Return only the lines from the top of the data down to the one that holds "Highlight blue sky.", both included, without any pictures.
====
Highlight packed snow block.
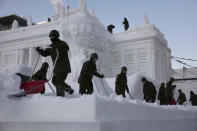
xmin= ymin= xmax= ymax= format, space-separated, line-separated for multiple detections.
xmin=95 ymin=97 xmax=197 ymax=131
xmin=0 ymin=96 xmax=197 ymax=131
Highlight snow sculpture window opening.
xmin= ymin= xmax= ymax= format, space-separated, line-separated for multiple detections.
xmin=125 ymin=50 xmax=134 ymax=64
xmin=113 ymin=52 xmax=121 ymax=65
xmin=139 ymin=49 xmax=147 ymax=63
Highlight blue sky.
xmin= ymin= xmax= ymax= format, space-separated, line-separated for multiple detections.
xmin=0 ymin=0 xmax=197 ymax=69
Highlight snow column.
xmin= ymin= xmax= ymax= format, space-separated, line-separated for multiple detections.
xmin=19 ymin=49 xmax=25 ymax=65
xmin=28 ymin=48 xmax=34 ymax=66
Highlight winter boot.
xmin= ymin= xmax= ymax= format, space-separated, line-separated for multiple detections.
xmin=63 ymin=83 xmax=74 ymax=94
xmin=56 ymin=85 xmax=65 ymax=97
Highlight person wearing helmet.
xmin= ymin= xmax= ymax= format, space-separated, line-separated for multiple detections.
xmin=165 ymin=77 xmax=176 ymax=105
xmin=78 ymin=53 xmax=104 ymax=95
xmin=141 ymin=77 xmax=157 ymax=103
xmin=177 ymin=89 xmax=186 ymax=105
xmin=115 ymin=66 xmax=129 ymax=98
xmin=15 ymin=62 xmax=49 ymax=94
xmin=36 ymin=30 xmax=73 ymax=97
xmin=32 ymin=62 xmax=49 ymax=94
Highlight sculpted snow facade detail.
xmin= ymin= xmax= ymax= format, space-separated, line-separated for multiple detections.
xmin=0 ymin=0 xmax=171 ymax=82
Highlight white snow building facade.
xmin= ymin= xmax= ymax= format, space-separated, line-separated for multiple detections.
xmin=0 ymin=0 xmax=172 ymax=82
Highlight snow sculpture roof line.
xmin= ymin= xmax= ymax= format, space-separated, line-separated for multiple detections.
xmin=143 ymin=14 xmax=150 ymax=26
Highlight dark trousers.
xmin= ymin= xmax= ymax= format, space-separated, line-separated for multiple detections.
xmin=116 ymin=91 xmax=126 ymax=98
xmin=144 ymin=96 xmax=154 ymax=103
xmin=52 ymin=72 xmax=70 ymax=97
xmin=79 ymin=81 xmax=93 ymax=95
xmin=159 ymin=99 xmax=165 ymax=105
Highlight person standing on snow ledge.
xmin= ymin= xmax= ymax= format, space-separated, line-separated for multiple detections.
xmin=36 ymin=30 xmax=74 ymax=97
xmin=78 ymin=53 xmax=104 ymax=95
xmin=115 ymin=66 xmax=129 ymax=98
xmin=123 ymin=17 xmax=129 ymax=31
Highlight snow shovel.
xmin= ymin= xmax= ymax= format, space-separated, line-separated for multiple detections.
xmin=8 ymin=49 xmax=59 ymax=98
xmin=128 ymin=92 xmax=134 ymax=99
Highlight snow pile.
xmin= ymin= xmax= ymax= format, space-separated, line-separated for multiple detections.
xmin=106 ymin=74 xmax=160 ymax=100
xmin=1 ymin=65 xmax=33 ymax=76
xmin=0 ymin=65 xmax=33 ymax=95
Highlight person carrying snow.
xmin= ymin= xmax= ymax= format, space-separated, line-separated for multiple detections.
====
THE ANSWER:
Highlight packed snow block.
xmin= ymin= xmax= ymax= format, space-separated, line-separated for multiple detections.
xmin=95 ymin=97 xmax=197 ymax=131
xmin=0 ymin=96 xmax=197 ymax=131
Highlight snow sculpture window opening.
xmin= ymin= xmax= ymax= format, space-separated, line-separated for multiple detections.
xmin=125 ymin=50 xmax=134 ymax=64
xmin=113 ymin=52 xmax=121 ymax=65
xmin=139 ymin=49 xmax=147 ymax=63
Highlight blue sky.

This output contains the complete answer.